Task requirements:
[1] In the excerpt on Tika release artifacts below, what does Apache dist publish for tika-grpc?
[2] Rewrite the paragraph beginning "The 4.0.0-alpha-1 release published both on dist" from the excerpt on Tika release artifacts below as a short bulleted list that keeps its main facts.

Excerpt:
>> begin

The plugin’s jar is on Maven Central for users building atop the plugin API or embedding it programmatically.
Mechanism: maven-assembly-plugin with <attach>false</attach> in each
plugin pom (TIKA-4723). Because <attach>false</attach> also skips the
local-repo install, each plugin pom additionally runs
maven-install-plugin:install-file during the install phase, writing
the zip into the local repo at canonical coordinates
(<groupId>:<artifactId>:zip:<version>). Sibling modules
(tika-pipes-fork-parser, tika-server-*, tika-grpc, integration
tests) declare the zip as a test-scope Maven dep and rely on this
mechanism to resolve it from the local repo without ever publishing it
to Central.
tika-grpc
tika-grpc is a standalone gRPC server, parallel to tika-server — not built
on top of tika-server-core. It depends directly on tika-core and the
parser modules (via tika-parsers-standard-package).
Maven Central gets the slim tika-grpc.jar for users embedding the gRPC
server in a Maven build. Apache dist publishes nothing for tika-grpc.
Users either pull apache/tika-grpc from Docker Hub or add tika-grpc
as a Maven dep.
The Docker image is built by the release workflow from a -Pdocker
Maven invocation that produces a runnable layout (jar + deps + bundled
plugins) locally; that build output is the build context for the
apache/tika-grpc image and isn’t published as a release artifact in its
own right.
tika-grpc expects pf4j plugins for full functionality; starting without plugins logs a warning with a download URL pointing at Apache dist. Most fetcher-dependent RPC calls will fail at runtime if no plugins are present.
Server: slim jar on Central, bin.zip on dist
tika-server-standard-<v>.jar is the slim runtime jar — its manifest
declares Class-Path: lib/ and it expects to be run from a directory
that also contains a populated lib/ (and plugins/). Standalone the
slim jar can’t run. Maven Central publishes it for embedders who’ll
resolve lib/ via Maven dep resolution.
tika-server-standard-<v>.zip is the full assembled distribution:
the slim jar + lib/ + the bundled tika-pipes-file-system plugin + a
startup script. Apache dist publishes this for sysadmins who want
unzip + java -jar.
The 4.0.0-alpha-1 release published both on dist; 4.x onwards drops the
slim jar from dist (only on Central) and drops the -bin.tgz variant
(.zip is universally readable). 4.x also drops the legacy -bin
classifier, so the full distribution is tika-server-standard-<v>.zip,
consistent with tika-app, tika-eval-app, and the pipes plugins.

>> end

Stored rows:
>> begin

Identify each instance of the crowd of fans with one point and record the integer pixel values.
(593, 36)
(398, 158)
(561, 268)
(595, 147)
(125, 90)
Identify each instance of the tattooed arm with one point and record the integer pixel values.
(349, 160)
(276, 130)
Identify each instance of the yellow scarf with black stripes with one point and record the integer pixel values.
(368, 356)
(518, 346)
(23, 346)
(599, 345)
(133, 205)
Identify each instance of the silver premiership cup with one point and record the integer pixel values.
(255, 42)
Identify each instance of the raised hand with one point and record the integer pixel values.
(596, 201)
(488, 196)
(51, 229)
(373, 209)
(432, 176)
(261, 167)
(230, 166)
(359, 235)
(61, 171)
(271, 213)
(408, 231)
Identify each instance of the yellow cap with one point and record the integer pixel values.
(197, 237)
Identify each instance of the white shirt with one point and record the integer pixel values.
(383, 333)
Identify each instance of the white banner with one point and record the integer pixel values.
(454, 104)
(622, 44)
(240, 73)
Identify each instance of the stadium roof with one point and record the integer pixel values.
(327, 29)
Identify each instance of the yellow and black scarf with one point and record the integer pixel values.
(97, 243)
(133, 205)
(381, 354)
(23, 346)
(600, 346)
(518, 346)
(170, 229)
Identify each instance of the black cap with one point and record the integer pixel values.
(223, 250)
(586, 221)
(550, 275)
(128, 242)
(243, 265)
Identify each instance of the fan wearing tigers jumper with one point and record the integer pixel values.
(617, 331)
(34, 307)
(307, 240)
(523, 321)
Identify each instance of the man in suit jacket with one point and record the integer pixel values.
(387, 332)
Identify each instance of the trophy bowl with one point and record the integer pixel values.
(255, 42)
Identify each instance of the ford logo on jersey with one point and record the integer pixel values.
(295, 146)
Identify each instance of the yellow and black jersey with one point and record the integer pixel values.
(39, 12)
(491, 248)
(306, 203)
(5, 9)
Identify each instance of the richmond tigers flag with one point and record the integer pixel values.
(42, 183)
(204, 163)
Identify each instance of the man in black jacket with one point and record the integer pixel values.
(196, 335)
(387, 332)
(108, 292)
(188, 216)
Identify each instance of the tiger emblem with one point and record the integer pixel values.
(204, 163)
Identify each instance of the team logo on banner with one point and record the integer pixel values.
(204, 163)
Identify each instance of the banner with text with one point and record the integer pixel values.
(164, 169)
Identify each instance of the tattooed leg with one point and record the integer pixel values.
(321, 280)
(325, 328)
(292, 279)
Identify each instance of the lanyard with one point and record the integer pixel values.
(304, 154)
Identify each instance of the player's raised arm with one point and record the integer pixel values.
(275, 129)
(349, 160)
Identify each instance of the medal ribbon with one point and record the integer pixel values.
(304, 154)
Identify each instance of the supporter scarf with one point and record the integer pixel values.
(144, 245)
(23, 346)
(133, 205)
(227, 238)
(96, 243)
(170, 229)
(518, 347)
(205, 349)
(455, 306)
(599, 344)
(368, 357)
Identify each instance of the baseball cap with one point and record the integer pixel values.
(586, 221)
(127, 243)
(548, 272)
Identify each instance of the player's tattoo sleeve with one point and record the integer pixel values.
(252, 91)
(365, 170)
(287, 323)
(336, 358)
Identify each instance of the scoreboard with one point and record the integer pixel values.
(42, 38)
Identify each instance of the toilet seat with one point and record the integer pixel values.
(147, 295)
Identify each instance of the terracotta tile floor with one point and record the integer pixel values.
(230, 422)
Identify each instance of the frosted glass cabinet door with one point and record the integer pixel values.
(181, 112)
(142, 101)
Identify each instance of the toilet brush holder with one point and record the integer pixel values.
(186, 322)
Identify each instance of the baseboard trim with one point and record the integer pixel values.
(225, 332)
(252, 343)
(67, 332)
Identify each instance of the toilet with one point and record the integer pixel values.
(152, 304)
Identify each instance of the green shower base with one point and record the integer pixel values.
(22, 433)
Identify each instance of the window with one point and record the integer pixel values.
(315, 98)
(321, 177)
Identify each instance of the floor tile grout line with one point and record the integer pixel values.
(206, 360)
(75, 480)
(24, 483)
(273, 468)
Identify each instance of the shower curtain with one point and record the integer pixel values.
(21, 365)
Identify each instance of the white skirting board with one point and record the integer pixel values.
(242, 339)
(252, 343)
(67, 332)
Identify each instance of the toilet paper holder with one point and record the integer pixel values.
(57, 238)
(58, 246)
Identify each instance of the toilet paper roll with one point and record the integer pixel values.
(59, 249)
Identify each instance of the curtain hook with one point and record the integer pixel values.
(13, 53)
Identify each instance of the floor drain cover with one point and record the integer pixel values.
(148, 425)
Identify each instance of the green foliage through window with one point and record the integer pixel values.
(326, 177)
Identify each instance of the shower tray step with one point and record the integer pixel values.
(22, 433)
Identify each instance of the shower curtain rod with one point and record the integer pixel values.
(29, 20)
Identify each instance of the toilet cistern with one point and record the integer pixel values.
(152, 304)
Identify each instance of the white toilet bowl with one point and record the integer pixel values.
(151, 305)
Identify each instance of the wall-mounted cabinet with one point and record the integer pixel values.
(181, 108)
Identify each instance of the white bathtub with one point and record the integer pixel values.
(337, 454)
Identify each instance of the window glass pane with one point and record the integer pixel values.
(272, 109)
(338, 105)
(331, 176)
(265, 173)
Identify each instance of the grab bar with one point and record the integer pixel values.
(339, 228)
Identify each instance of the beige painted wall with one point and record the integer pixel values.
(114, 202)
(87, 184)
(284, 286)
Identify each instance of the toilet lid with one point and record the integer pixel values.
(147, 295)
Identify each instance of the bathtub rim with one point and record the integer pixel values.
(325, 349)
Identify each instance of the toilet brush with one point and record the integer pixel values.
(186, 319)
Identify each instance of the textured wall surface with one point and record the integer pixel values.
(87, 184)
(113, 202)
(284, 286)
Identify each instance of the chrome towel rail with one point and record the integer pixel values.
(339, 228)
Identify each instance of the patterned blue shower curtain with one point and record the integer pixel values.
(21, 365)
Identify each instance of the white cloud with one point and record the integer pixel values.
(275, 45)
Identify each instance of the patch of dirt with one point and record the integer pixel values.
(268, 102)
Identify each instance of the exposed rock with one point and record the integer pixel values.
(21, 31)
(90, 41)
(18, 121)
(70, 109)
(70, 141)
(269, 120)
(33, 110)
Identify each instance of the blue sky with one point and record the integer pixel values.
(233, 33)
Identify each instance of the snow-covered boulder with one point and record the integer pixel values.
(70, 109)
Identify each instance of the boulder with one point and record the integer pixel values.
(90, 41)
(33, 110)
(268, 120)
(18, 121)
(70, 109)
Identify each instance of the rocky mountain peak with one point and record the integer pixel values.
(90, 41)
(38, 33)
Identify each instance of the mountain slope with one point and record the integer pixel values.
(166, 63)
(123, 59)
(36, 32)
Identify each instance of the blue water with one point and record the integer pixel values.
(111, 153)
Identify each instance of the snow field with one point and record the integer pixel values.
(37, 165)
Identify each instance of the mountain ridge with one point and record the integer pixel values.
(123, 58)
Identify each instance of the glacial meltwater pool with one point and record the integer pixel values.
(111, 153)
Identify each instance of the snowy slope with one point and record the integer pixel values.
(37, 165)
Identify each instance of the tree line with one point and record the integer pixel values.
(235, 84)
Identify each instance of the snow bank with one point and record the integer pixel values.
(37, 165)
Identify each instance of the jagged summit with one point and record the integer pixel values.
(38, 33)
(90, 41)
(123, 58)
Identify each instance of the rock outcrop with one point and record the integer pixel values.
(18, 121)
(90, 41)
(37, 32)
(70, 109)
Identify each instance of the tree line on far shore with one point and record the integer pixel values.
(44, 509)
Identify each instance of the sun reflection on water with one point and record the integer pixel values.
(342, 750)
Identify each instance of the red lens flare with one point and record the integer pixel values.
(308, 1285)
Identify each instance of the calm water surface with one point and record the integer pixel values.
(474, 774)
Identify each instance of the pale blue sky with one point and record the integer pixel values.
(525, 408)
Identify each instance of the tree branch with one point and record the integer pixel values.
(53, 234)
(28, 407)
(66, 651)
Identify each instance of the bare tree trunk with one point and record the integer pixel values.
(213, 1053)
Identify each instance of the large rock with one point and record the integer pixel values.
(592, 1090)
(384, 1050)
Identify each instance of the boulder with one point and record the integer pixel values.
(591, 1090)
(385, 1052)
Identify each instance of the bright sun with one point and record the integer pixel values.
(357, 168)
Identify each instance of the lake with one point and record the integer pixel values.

>> end

Worked answers:
[1] Nothing.

[2]
- The 4.0.0-alpha-1 release published both the slim jar and the full distribution on dist.
- From 4.x onward, the slim jar is no longer on dist and is published only on Central.
- 4.x drops the -bin.tgz variant because .zip is universally readable.
- 4.x also drops the legacy -bin classifier, so the full distribution is named tika-server-standard-<v>.zip, consistent with tika-app, tika-eval-app, and the pipes plugins.